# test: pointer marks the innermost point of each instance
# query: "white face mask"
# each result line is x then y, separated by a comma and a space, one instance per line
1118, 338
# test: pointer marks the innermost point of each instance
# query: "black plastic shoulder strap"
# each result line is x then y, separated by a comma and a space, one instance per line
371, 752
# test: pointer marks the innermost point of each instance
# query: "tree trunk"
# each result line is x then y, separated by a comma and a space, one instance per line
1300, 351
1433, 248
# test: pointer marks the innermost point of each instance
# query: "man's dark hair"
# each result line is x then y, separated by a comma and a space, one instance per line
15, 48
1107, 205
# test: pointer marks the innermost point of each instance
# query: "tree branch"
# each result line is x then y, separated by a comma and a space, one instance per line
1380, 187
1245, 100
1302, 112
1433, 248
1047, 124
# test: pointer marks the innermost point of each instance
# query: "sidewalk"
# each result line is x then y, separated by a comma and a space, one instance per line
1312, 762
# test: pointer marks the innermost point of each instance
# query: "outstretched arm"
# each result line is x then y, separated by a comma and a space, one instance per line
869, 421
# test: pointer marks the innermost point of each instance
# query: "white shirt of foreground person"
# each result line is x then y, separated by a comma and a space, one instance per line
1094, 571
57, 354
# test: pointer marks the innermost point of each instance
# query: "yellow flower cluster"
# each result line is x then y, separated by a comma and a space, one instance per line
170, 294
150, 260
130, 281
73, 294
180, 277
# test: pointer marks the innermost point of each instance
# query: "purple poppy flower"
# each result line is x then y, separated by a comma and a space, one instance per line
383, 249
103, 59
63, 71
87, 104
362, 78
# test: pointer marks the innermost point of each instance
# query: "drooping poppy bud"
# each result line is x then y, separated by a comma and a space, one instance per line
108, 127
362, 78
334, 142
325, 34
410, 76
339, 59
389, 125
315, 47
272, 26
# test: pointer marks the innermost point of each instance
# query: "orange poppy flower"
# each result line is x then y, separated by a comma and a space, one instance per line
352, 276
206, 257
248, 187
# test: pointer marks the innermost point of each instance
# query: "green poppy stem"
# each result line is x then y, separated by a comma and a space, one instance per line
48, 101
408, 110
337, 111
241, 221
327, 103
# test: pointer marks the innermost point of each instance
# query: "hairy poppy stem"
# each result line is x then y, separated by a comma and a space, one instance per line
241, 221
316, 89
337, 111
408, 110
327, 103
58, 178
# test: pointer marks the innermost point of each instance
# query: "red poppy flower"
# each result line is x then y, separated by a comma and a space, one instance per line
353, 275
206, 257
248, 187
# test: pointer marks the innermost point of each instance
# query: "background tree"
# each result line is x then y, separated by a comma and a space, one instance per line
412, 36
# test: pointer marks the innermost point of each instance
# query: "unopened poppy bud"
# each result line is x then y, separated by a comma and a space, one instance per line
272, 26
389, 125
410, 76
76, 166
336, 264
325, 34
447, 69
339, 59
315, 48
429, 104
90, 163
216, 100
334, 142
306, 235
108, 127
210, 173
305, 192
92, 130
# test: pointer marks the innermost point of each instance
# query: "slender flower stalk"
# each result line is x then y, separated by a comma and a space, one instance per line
********
• What the task requires
Write back every line of the material exactly as it was provided.

• Output of the exercise
# test: pointer marks the innermost point of each instance
# query: "white face mask"
# each result line is x then y, separated by a comma and a space, one instance per line
1118, 338
# test: pointer marks the innermost point of each instance
# query: "black plastic shoulder strap"
# each result line is x then y, separated by a comma and a space, one instance per line
371, 752
# test: pointer marks the innermost point of each instance
# query: "tree trunk"
# each result line is x then y, separated by a comma and a space, one instance per line
1300, 351
1433, 248
# test: pointer marks the innermost point of each instance
# query: "man's dark hair"
# each result line is x then y, separated by a comma and a space, one instance per line
15, 48
1107, 205
# test: pointer marks the innermost point of each instance
# query: "tree branch"
# each result line is x then y, separated by a comma and a space, one instance per line
1380, 187
1245, 100
1302, 112
1433, 248
1047, 124
# test: pointer marks the innermost point of each instance
# query: "sidewalk"
# each result line is x then y, separated by a comma and a space, one instance per line
1312, 762
# test: pointer marks the innermost point of each instance
# query: "outstretched arm"
# each result line is x then y, separated by a comma and a space, one instance per line
869, 421
# test: pointer marks the innermost point of each instance
# query: "white shirt of foreground person"
# each result line is x then y, separated by a comma and a space, one instance per line
1094, 571
57, 354
# test: pointer marks the innermost point of each instance
# query: "yellow flower cluster"
# each result line is x then y, separated by a comma and a space, one instance per line
170, 294
150, 260
130, 281
73, 294
180, 277
# test: pointer marks the innermost point of each instance
# query: "purple poppy flower"
# each result line is x then y, separated by a comma and a space, one instance per line
383, 249
103, 59
63, 71
87, 104
362, 78
# test: pointer marks the innermost point of each instance
# query: "drooping poppy bud"
# each result line is x then y, separated by a comma and a space, one instance per line
108, 127
362, 78
334, 142
325, 34
410, 76
339, 59
389, 125
315, 47
272, 26
# test: pointer marks the innermost point of each instance
# query: "orange poppy flower"
# each result line is x then y, separated by a comma and a space, one instance per line
352, 276
206, 257
248, 187
# test: pointer marks the innermost point of each instance
# query: "green poppy stem"
# each result line is x then y, separated by a comma and a space, one instance per line
48, 101
408, 110
337, 111
241, 221
327, 103
# test: pointer marks the innermost point of each instance
# query: "hairy poppy stem"
# each result line is x then y, separated by a comma and a space, one instance per line
241, 221
316, 89
337, 111
408, 110
327, 103
58, 178
# test: pointer marks the innermost point of each instance
# query: "red poppy flower"
# each result line is x then y, separated by a comma and a space, one instance per line
353, 275
206, 257
248, 187
# test: pointer marks the innermost point of each instance
# query: "background tree"
# each result line is x then y, separated by a comma and a space, one instance per line
412, 36
# test: pointer marks the innermost point of each instance
# query: "unopened poppy bud"
# each result line is x then y, separated by a comma and a space, one instance per line
272, 26
389, 125
410, 76
76, 166
336, 264
325, 34
447, 69
339, 59
315, 48
429, 104
90, 163
216, 100
334, 142
306, 235
108, 127
210, 173
305, 192
92, 130
# test: pointer marks the innermost point of each instance
# query: "slender flower stalk"
# each result line is x then y, separated by a comma and a space, one instance per line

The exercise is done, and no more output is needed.